Comment by lucb1e

3 years ago

Is it not possible to determine which article(s) the user downloaded based on the memory locations read? Of course, multiple small articles from within the same 100KB cannot be said, but for any medium to large article, you'd be able to make a good guess (if there are a handful of articles there) or an exact match (if there is <=1 article in that chunk) no?

Or does the server go through a large chunk of its memory (say, at least a quarter of all of Wikipedia) and perform some oblivious computation on all of that data (applying the result modulo this 100KB return buffer)? That sounds very resource-intensive, at least for something large like Wikipedia (a doctor's office with some information pages of a few KB each could more easily do such a thing).

In the latter case, is each request unique (does it involve some sort of IV that the client can xor out of the data again) or could an index be built similar to a list of hashed PIN codes mapped back to plain text numbers?

Edit: I had already read some comments but just two comments further would have been my answer... :) https://news.ycombinator.com/item?id=31669924

> One query for one item in the database is indistinguishable (without the client’s key) from another query for the same item later; in other words, it’s similar to something like the guarantee of CBC or GCM modes, where as long as you use it correctly, it is secure even if the attacker can see many encryptions of its choosing.

┄┄┄┄┄┄┄┄┄┄┄┄┄┄┄┄┄┄┄┄

Transcribe the part of the forum comment that begins with the words "Comment by lucb1e" and ends after the words "that chunk) no?".

┄┄┄┄┄┄┄┄┄┄┄┄┄┄┄┄┄┄┄┄

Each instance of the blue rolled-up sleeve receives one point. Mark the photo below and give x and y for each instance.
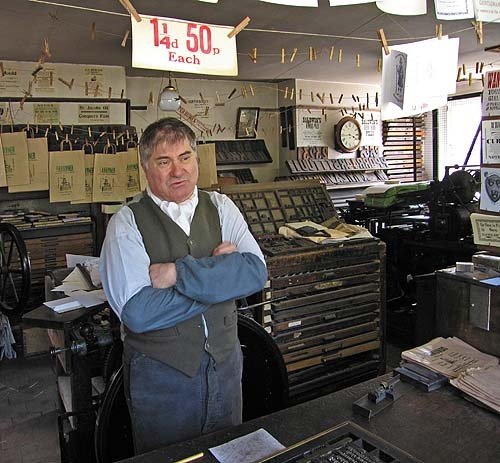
(154, 309)
(215, 279)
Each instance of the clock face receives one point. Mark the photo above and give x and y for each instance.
(348, 134)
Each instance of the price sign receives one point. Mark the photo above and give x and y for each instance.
(184, 46)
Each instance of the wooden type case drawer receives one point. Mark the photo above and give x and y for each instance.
(331, 307)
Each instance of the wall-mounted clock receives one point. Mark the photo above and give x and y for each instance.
(348, 134)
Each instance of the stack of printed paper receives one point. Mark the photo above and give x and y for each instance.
(475, 373)
(449, 356)
(64, 304)
(483, 385)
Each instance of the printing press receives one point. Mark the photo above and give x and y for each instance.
(426, 226)
(325, 303)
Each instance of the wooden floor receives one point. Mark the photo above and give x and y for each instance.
(29, 409)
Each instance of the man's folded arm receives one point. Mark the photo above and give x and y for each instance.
(153, 309)
(215, 279)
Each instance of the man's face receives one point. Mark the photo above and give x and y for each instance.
(172, 171)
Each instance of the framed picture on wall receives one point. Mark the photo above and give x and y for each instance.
(246, 122)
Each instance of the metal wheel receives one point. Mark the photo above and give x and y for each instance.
(15, 270)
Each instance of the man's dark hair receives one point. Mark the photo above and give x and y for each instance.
(167, 130)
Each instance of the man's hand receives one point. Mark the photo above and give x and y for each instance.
(163, 275)
(224, 248)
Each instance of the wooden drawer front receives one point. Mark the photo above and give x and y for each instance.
(326, 313)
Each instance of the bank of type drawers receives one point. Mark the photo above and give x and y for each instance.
(326, 309)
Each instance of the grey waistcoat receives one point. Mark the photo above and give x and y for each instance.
(183, 345)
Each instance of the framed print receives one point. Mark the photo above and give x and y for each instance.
(246, 123)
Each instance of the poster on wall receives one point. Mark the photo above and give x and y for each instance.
(454, 9)
(487, 10)
(490, 189)
(93, 113)
(10, 82)
(94, 80)
(491, 141)
(184, 46)
(491, 94)
(200, 108)
(310, 129)
(44, 81)
(47, 113)
(486, 229)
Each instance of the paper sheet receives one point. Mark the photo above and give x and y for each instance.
(449, 356)
(247, 449)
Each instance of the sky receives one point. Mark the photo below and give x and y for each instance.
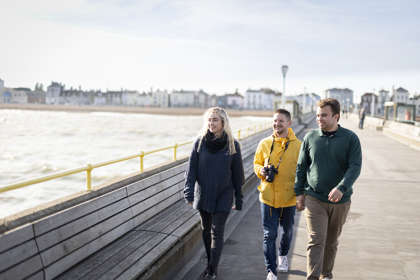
(217, 46)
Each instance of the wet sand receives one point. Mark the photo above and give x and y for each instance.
(131, 109)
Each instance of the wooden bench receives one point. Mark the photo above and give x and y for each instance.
(118, 235)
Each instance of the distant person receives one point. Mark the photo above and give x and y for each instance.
(329, 163)
(216, 166)
(275, 164)
(362, 115)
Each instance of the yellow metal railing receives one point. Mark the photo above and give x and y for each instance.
(89, 167)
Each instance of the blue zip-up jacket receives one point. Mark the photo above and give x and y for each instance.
(213, 179)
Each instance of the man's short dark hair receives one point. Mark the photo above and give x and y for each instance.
(333, 103)
(284, 112)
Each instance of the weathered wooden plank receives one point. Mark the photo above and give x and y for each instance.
(180, 221)
(154, 179)
(15, 237)
(165, 218)
(22, 270)
(108, 257)
(118, 259)
(186, 226)
(61, 265)
(152, 190)
(78, 241)
(73, 213)
(17, 254)
(152, 200)
(37, 276)
(149, 208)
(143, 263)
(66, 231)
(134, 257)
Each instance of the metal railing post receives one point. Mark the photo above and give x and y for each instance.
(175, 147)
(89, 177)
(141, 161)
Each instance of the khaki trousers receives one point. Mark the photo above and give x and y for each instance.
(324, 223)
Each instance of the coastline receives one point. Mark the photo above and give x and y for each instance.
(131, 109)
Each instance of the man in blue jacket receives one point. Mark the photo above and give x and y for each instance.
(329, 163)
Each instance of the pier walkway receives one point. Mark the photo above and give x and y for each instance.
(381, 239)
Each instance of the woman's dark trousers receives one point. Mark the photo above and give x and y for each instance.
(213, 226)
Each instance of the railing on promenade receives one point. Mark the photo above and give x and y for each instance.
(89, 167)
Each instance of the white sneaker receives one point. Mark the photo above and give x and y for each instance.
(283, 264)
(271, 276)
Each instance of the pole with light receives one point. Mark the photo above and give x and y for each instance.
(284, 69)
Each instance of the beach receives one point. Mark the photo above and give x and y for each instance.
(132, 109)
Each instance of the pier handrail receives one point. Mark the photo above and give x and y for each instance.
(89, 167)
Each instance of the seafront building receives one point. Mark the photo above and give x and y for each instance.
(343, 95)
(252, 99)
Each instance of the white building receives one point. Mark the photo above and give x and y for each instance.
(201, 99)
(343, 95)
(234, 100)
(53, 93)
(383, 96)
(182, 98)
(129, 97)
(144, 99)
(400, 95)
(189, 98)
(415, 100)
(99, 98)
(19, 95)
(262, 99)
(160, 98)
(307, 101)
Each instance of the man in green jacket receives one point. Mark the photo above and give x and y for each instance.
(329, 163)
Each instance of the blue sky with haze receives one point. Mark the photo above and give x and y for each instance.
(217, 46)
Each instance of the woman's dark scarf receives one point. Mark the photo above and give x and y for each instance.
(214, 144)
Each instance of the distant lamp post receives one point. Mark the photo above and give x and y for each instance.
(284, 69)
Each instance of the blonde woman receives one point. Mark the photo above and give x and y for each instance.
(214, 178)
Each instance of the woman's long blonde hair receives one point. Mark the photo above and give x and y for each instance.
(226, 127)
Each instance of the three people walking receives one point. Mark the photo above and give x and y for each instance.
(316, 176)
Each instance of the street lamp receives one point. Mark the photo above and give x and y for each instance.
(284, 69)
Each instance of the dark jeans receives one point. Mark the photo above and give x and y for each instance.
(271, 218)
(213, 226)
(361, 123)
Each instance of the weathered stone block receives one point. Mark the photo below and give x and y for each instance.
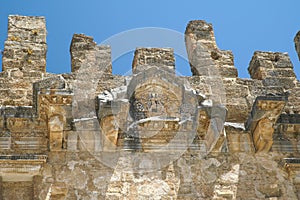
(162, 57)
(85, 52)
(297, 43)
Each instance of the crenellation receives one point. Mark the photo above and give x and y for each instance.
(297, 43)
(90, 134)
(204, 55)
(144, 57)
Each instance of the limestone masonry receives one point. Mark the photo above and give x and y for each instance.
(151, 135)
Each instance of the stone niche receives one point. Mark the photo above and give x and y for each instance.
(91, 134)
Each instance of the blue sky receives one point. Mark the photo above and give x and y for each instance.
(240, 26)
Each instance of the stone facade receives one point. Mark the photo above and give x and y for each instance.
(151, 135)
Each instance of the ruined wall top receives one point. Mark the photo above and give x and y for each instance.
(25, 47)
(297, 43)
(84, 50)
(163, 57)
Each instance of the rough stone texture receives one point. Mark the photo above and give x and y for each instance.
(297, 43)
(163, 57)
(204, 55)
(84, 48)
(153, 135)
(23, 60)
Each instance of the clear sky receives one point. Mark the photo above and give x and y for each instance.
(240, 26)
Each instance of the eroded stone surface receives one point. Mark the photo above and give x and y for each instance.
(94, 135)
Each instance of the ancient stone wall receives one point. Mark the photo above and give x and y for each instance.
(152, 135)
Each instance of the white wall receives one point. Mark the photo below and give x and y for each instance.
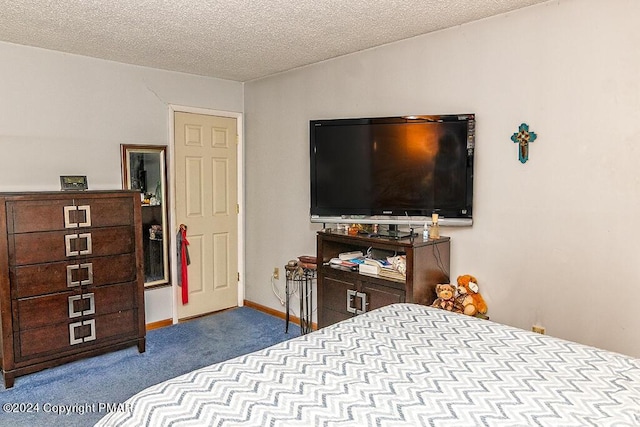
(555, 241)
(62, 114)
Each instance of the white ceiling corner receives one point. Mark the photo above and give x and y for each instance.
(231, 39)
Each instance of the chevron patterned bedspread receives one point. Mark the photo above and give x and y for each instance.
(402, 365)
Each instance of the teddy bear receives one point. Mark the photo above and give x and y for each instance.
(446, 298)
(469, 296)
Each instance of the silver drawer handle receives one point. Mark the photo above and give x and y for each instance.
(87, 216)
(85, 338)
(67, 241)
(67, 216)
(351, 296)
(92, 305)
(71, 268)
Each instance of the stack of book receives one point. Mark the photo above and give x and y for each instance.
(348, 260)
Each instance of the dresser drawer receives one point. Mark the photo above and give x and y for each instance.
(39, 279)
(40, 311)
(70, 337)
(27, 216)
(34, 248)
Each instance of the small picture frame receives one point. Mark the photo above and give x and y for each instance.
(73, 182)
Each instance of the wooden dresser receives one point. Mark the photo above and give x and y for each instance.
(71, 277)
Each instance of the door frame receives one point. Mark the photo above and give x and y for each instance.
(171, 168)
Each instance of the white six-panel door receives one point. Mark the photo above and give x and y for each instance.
(206, 202)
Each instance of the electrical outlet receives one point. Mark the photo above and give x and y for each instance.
(538, 329)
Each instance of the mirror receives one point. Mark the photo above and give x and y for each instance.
(144, 169)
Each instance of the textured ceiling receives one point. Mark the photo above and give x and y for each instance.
(231, 39)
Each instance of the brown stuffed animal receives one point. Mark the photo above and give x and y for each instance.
(446, 298)
(469, 296)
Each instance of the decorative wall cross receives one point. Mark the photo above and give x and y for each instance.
(523, 137)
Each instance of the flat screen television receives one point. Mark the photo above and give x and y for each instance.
(393, 166)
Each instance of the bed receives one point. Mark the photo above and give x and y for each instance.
(402, 365)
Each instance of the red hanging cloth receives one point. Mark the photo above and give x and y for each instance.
(184, 262)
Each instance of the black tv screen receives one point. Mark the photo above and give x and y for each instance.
(396, 166)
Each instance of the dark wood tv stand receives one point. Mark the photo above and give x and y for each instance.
(427, 265)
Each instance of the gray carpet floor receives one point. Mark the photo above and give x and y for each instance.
(80, 393)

┄┄┄┄┄┄┄┄┄┄┄┄┄┄┄┄┄┄┄┄

→ **Task response**
Comment by lucb1e

3 years ago

Is it not possible to determine which article(s) the user downloaded based on the memory locations read? Of course, multiple small articles from within the same 100KB cannot be said, but for any medium to large article, you'd be able to make a good guess (if there are a handful of articles there) or an exact match (if there is <=1 article in that chunk) no?